The Art of Cheating on Tests and How to Make the Best out of it

03 The Art of Cheating on Tests and How to Make the Best out of it

by Maria Davou

Students cheat. I cheat, you cheat, they cheat. It’s a fact. Students cheat, we cheated as students. Teachers take measures, threaten, build walls, get vigilant but students keep cheating because students cheat. It’s cross-cultural and eternal: students have been cheating and will be cheating.

I don’t want my students to cheat. Not because I think it’s a big deal but because well, it is a big deal if you believe in an educational system that belongs to the learner and not to you, to me, the teacher. I don’t want them to cheat because I want them to feel and know that the journey towards knowledge is THEIRS. My mark, my evaluation, my grade is secondary to their sense of ownership of the target language.

Before everything though, we need to revisit our role as teachers. Why do we give tests to students? Remember, we are not psychometricians, we cannot really create valid and reliable tests. We do classroom assessment which has its constraints because we, as teachers, are constrained by our roles and knowledge. So we can use tests (and summative assessment in general) to promote what we do: to teach and help our students learn.

So here are the ways we’ve been using in our school to make students cheat less. Or hopefully help them feel that cheating makes no sense anymore in a culture of freedom and learning for learning’s sake.

Try them and let me know!

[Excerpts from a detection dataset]
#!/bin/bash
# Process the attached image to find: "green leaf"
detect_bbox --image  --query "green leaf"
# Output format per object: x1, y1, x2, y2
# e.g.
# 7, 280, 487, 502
...
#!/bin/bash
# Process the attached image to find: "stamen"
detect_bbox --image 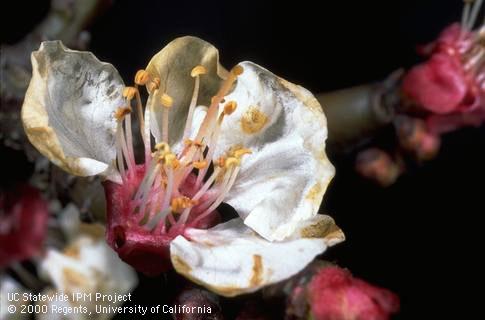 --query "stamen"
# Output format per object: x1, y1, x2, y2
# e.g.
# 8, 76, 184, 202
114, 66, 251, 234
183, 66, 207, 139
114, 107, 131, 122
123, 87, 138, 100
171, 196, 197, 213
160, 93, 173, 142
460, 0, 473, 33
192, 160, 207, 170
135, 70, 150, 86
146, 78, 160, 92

§ **What the exercise asks**
Quote the piece on cheating on tests word for word, everything from "I don’t want my" down to "the target language.".

§ **Final answer**
I don’t want my students to cheat. Not because I think it’s a big deal but because well, it is a big deal if you believe in an educational system that belongs to the learner and not to you, to me, the teacher. I don’t want them to cheat because I want them to feel and know that the journey towards knowledge is THEIRS. My mark, my evaluation, my grade is secondary to their sense of ownership of the target language.